Look in the data below for the line that contains "query: man in white shirt". Copy that line and the remaining lines exactly.

***** SUPPLIED DATA

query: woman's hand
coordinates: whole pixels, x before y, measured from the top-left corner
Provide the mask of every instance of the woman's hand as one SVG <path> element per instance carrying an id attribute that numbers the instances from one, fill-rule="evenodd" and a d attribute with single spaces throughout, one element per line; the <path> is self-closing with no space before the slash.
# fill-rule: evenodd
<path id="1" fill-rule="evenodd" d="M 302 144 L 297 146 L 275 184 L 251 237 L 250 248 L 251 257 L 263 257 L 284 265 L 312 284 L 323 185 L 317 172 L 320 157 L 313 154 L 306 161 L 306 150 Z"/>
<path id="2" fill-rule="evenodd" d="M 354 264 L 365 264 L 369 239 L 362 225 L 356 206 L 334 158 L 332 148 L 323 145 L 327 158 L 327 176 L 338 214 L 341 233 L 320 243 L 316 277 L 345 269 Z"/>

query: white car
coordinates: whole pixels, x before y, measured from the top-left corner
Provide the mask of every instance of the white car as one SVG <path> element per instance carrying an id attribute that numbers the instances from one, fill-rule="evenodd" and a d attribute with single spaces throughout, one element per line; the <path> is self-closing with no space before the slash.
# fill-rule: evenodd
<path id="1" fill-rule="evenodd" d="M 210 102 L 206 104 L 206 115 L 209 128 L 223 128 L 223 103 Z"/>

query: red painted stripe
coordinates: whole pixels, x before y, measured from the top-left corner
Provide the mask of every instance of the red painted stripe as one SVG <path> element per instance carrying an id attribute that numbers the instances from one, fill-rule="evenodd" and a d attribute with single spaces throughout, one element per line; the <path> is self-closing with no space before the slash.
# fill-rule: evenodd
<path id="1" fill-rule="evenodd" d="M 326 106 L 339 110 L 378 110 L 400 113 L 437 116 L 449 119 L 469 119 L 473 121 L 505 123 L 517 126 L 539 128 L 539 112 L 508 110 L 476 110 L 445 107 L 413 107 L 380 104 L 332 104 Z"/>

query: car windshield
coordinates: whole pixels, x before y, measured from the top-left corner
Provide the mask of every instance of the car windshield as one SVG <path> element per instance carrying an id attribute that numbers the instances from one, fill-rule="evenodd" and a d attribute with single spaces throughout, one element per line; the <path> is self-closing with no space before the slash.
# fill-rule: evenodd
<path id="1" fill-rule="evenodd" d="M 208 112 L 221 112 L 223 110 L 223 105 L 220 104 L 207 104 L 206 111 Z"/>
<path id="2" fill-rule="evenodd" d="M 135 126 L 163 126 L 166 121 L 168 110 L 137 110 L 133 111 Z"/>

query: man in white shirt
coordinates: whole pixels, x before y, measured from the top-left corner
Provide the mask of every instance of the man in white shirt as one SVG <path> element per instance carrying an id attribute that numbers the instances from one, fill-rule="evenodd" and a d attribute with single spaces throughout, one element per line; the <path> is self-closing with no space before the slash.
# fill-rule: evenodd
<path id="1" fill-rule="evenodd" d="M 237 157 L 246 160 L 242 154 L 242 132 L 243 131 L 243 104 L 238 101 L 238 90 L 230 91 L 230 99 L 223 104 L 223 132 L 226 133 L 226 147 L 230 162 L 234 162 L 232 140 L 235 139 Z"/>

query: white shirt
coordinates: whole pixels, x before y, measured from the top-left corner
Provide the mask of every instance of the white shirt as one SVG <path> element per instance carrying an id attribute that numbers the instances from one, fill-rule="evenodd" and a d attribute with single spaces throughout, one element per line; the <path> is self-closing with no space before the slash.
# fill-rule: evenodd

**********

• _EXPECTED ANSWER_
query: man in white shirt
coordinates: whole pixels, x before y, measured from the top-left corner
Provide the mask of every instance of the man in white shirt as one SVG <path> element per instance carrying an id attribute that numbers the instances from one, fill-rule="evenodd" and a d attribute with single spaces throughout, one element per line; the <path> is self-closing with no space before the slash.
# fill-rule: evenodd
<path id="1" fill-rule="evenodd" d="M 237 157 L 246 160 L 242 154 L 242 132 L 243 131 L 243 104 L 238 101 L 238 90 L 230 91 L 230 99 L 223 104 L 223 132 L 226 133 L 226 147 L 230 162 L 234 162 L 232 140 L 235 139 Z"/>

query: white shirt
coordinates: whole pixels, x before y, measured from the top-left corner
Provide the mask of every instance of the white shirt as one SVG <path> element per instance carrying an id attribute that numbers the instances from one, fill-rule="evenodd" and a d attribute with single spaces throughout, one element per line; the <path> is self-closing with no space before the slash.
# fill-rule: evenodd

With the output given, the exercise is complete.